Этот энциклопедический свод по объему почти равен восемнадцати первым поэмам Ахмада ибн Маджида, вместе
39
взятым (177 рукописных листов против 186). В отличие от них он писан прозой, оживляемой 140 стихотворными включениями; часть из них — отрывки из произведений знаменитых и малоизвестных поэтов ближневосточного мира, другая принадлежит самому автору. Не случайно избран прозаический стиль письма: сказались тут углубленный подход к теме, не позволяющий укладывать строго прециозные, технически и терминологически насыщенные описания в прокрустово ложе стиха, а с другой стороны, и возраст пишущего, когда с годами ход мысли обычно тяжелеет, неприметно и необратимо, легкие крылья рифмы теряют упругость; житейские наблюдения, философские раздумья, рассыпанные в тексте, тоже требовали спокойной формы. Но нет-нет да и вспомнится охладевшему сердцу первая любовь (из книги мы знаем, что в молодости Ахмад ибн Маджид увлекался стихосложением не на одни морские темы) — и вбегает в суховатый текст поэтическая вставка, подчас в неожиданном месте.
Содержание главного произведения арабского мореплавателя сложно и разнообразно — это нам показал уже перечень разделов; выдающийся знаток морской литературы Востока Ферран с полным основанием назвал «Полезные главы» самой зрелой и яркой работой нашего автора, отмечая в числе прочих достоинств то, что, например, лоция Красного моря в «Главах» не имеет себе равных в европейской литературе. Для нас важно, что кроме огромного количества практических указаний по судовождению, показывающих уровень морских знаний в халифате, но в значительной мере лишь развивающих материал частных лоций, в книге Ахмада ибн Мад-жида имеется скрупулезно разработанная теоретическая часть — зрелый плод знакомства с разнообразной литературой, собственных наблюдений и размышлений, то, что составляет принципиальное отличие главного труда его жизни от цикла более мелких поэм. В большинстве глав отступления от стиля технического руководства вкраплены фрагментарно, первая — занята ими целиком.
Здесь развернута широкая картина последовательного развития навигационных знаний в том виде, как представлял себе это мусульманский автор, воспитанный в мире канонов господствовавшей тогда догмы. Читатель в XX веке снисходительно усмехается, читая, что первым из мореплавателей был Ной, спасавшийся от всемирного потопа на первом средстве передвижения по воде — утлом ковчеге. Но если за средневековым писателем видеть не книжную фигуру, а живого человека, то оправданны самые иррациональные его представления, тем более что и сейчас мы далеко не все еще знаем и часто находимся в плену традиций или преподанных
40
нам новейших наукообразных догм. В большей степени познавательно ценен и для нашей темы интересен материал текста, относящийся непосредственно ко времени арабского, точнее, аббасидского халифата.

■ ■ ■ ■ ■ ■ ■

## Условия задания
1) Сколько стихотворных включений оживляют прозу энциклопедического свода, согласно тексту об Ахмаде ибн Маджиде?
2) Переведите на английский язык предложение из текста об Ахмаде ибн Маджиде: «В большинстве глав отступления от стиля технического руководства вкраплены фрагментарно, первая — занята ими целиком».
3) Повторите без изменений фрагмент текста об Ахмаде ибн Маджиде, который открывается словами «Здесь развернута широкая» и завершается словами «точнее, аббасидского халифата.».
Листинг для этой работы не нужен.

■ ■ ■ ■ ■ ■ ■

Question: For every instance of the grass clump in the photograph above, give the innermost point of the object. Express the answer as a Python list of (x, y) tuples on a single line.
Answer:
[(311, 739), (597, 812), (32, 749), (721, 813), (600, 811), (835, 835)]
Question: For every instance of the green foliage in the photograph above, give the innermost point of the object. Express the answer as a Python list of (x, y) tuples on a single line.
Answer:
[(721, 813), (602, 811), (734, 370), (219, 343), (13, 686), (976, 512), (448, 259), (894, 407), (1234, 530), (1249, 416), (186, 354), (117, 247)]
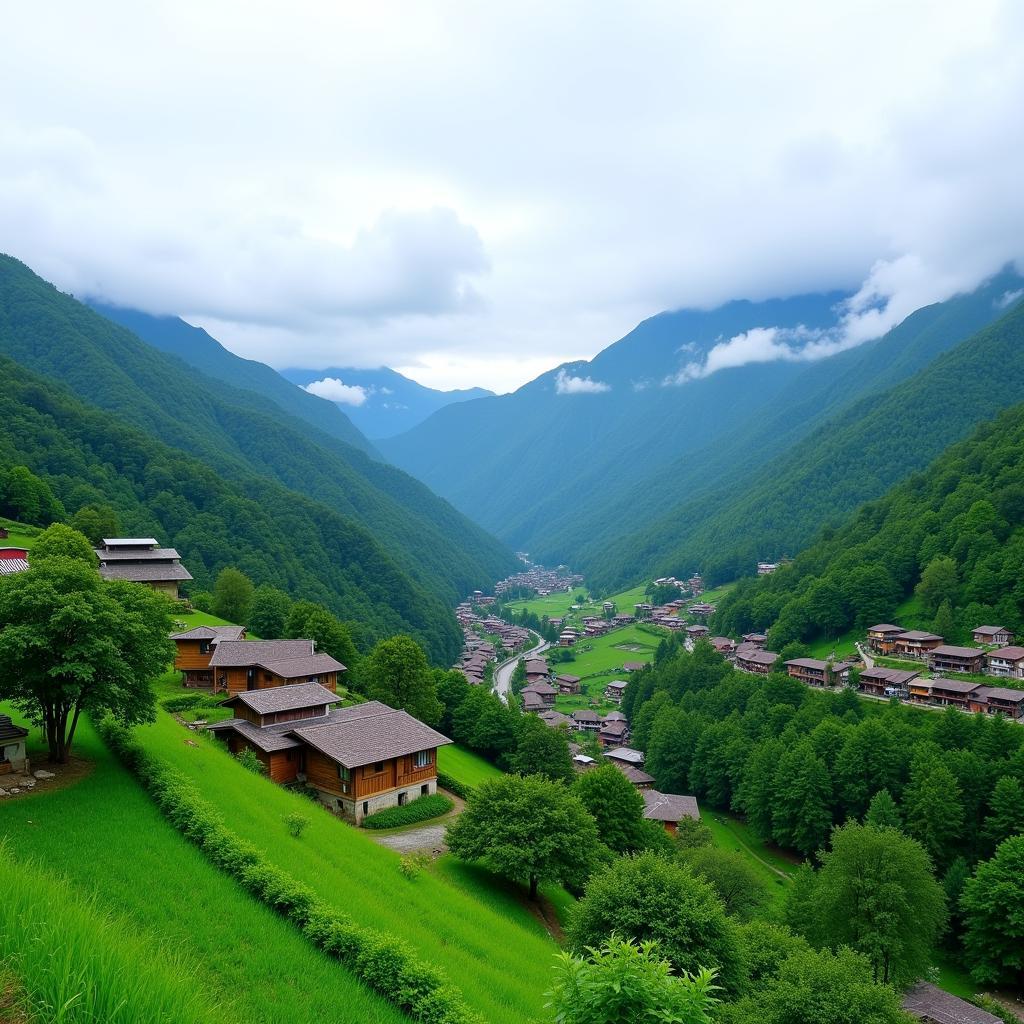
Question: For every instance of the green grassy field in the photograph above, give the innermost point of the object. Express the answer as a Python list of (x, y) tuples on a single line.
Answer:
[(109, 840), (501, 962), (465, 766)]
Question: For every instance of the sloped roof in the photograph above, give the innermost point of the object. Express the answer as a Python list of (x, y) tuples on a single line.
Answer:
[(369, 732)]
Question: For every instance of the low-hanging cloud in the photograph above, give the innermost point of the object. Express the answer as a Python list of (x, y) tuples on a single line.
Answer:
[(566, 384), (334, 389)]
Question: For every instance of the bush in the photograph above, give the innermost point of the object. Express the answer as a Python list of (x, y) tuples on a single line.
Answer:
[(419, 810), (382, 962)]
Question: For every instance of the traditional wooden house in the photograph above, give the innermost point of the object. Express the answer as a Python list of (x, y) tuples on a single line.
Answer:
[(946, 657), (256, 665), (359, 759), (139, 559), (882, 638), (669, 808), (992, 635), (12, 755), (196, 647)]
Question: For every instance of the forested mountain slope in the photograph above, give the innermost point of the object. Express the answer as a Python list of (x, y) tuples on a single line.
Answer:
[(957, 525), (199, 349), (392, 402), (717, 510), (275, 536), (239, 433), (562, 434)]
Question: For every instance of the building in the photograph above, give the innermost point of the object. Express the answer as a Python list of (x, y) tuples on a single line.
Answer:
[(882, 638), (567, 684), (257, 665), (1007, 662), (967, 660), (881, 682), (933, 1006), (359, 760), (817, 673), (755, 659), (669, 808), (12, 756), (992, 635), (139, 559), (196, 647), (615, 689), (914, 643), (13, 560)]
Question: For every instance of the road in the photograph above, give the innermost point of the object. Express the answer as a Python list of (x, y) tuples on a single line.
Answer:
[(503, 673)]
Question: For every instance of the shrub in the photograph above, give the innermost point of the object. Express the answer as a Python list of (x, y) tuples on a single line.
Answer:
[(296, 823), (419, 810)]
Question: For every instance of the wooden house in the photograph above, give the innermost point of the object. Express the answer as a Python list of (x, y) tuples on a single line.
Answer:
[(992, 635), (12, 755), (945, 657), (254, 665), (359, 760), (140, 559), (196, 647)]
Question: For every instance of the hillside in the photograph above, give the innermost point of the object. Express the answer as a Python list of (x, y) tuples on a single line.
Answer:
[(391, 402), (170, 334), (240, 434), (272, 534), (958, 522)]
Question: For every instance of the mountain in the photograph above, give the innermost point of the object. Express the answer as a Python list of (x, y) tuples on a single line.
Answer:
[(239, 433), (382, 402), (586, 429), (170, 334), (276, 536), (957, 524)]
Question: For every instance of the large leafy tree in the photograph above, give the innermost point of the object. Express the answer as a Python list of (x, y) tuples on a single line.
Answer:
[(648, 897), (993, 914), (396, 673), (529, 829), (72, 644), (877, 894), (623, 981)]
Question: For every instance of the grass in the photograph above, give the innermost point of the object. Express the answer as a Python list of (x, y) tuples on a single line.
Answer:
[(109, 840), (501, 962), (465, 766)]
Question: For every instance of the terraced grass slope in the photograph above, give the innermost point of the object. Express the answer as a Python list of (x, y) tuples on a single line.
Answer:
[(488, 944), (108, 839)]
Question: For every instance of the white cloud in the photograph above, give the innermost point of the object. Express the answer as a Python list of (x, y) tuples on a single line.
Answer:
[(334, 390), (566, 384)]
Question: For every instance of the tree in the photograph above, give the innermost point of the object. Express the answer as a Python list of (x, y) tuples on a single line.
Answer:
[(883, 811), (396, 673), (939, 583), (876, 893), (992, 905), (616, 806), (1006, 816), (542, 751), (740, 890), (59, 541), (73, 643), (628, 983), (232, 596), (527, 828), (647, 897), (268, 612)]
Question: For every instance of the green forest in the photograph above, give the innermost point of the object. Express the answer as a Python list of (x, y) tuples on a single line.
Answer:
[(953, 534)]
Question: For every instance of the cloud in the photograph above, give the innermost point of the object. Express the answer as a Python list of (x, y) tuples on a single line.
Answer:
[(334, 390), (565, 384)]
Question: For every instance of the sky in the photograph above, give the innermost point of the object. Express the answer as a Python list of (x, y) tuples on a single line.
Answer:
[(474, 194)]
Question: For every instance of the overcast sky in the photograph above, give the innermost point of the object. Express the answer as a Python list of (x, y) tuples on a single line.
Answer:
[(474, 193)]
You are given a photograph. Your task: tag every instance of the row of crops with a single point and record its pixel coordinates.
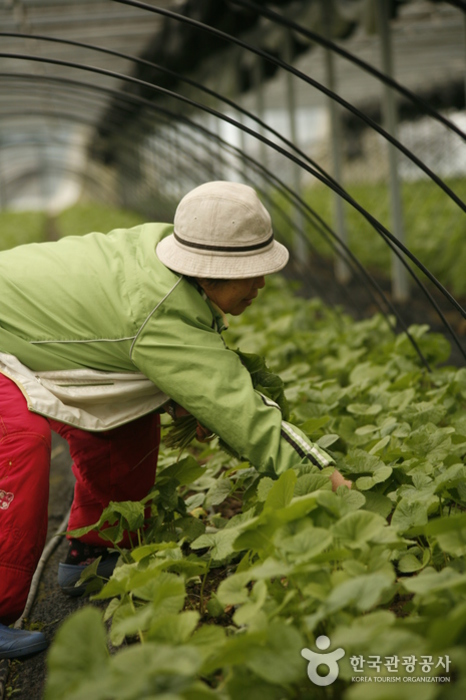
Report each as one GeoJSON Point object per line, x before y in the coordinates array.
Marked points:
{"type": "Point", "coordinates": [235, 574]}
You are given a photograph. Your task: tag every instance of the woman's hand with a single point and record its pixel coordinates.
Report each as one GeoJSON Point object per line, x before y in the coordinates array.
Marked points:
{"type": "Point", "coordinates": [338, 479]}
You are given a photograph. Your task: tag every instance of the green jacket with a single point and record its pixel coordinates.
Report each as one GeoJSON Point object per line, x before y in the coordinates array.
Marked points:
{"type": "Point", "coordinates": [93, 311]}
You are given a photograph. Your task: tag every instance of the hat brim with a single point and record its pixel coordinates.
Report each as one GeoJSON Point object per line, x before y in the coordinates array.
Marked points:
{"type": "Point", "coordinates": [222, 266]}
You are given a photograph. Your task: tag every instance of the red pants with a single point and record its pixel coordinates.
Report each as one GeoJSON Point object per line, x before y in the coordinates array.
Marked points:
{"type": "Point", "coordinates": [114, 465]}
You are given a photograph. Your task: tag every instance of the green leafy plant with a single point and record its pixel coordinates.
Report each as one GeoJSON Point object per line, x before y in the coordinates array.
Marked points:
{"type": "Point", "coordinates": [231, 574]}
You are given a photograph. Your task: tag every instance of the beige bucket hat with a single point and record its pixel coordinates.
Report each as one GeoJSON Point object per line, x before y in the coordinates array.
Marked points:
{"type": "Point", "coordinates": [222, 231]}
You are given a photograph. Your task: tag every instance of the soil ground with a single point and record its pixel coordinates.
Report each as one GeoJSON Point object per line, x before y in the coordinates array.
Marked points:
{"type": "Point", "coordinates": [24, 680]}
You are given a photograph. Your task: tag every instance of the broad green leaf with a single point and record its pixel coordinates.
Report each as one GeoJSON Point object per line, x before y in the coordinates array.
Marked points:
{"type": "Point", "coordinates": [220, 490]}
{"type": "Point", "coordinates": [281, 492]}
{"type": "Point", "coordinates": [378, 503]}
{"type": "Point", "coordinates": [409, 514]}
{"type": "Point", "coordinates": [312, 425]}
{"type": "Point", "coordinates": [364, 409]}
{"type": "Point", "coordinates": [278, 660]}
{"type": "Point", "coordinates": [362, 592]}
{"type": "Point", "coordinates": [431, 581]}
{"type": "Point", "coordinates": [358, 527]}
{"type": "Point", "coordinates": [306, 544]}
{"type": "Point", "coordinates": [173, 628]}
{"type": "Point", "coordinates": [263, 489]}
{"type": "Point", "coordinates": [444, 632]}
{"type": "Point", "coordinates": [327, 440]}
{"type": "Point", "coordinates": [150, 668]}
{"type": "Point", "coordinates": [233, 591]}
{"type": "Point", "coordinates": [242, 684]}
{"type": "Point", "coordinates": [246, 613]}
{"type": "Point", "coordinates": [186, 471]}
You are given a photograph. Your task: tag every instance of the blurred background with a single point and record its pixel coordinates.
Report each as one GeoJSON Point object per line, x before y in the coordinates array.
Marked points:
{"type": "Point", "coordinates": [347, 116]}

■ ■ ■ ■ ■ ■ ■

## Ответы к заданиям
1) 140 стихотворных включений.

2) In most chapters, digressions from the style of a technical manual are scattered in fragments, while the first one is taken up by them entirely.

3)
Здесь развернута широкая картина последовательного развития навигационных знаний в том виде, как представлял себе это мусульманский автор, воспитанный в мире канонов господствовавшей тогда догмы. Читатель в XX веке снисходительно усмехается, читая, что первым из мореплавателей был Ной, спасавшийся от всемирного потопа на первом средстве передвижения по воде — утлом ковчеге. Но если за средневековым писателем видеть не книжную фигуру, а живого человека, то оправданны самые иррациональные его представления, тем более что и сейчас мы далеко не все еще знаем и часто находимся в плену традиций или преподанных
40
нам новейших наукообразных догм. В большей степени познавательно ценен и для нашей темы интересен материал текста, относящийся непосредственно ко времени арабского, точнее, аббасидского халифата.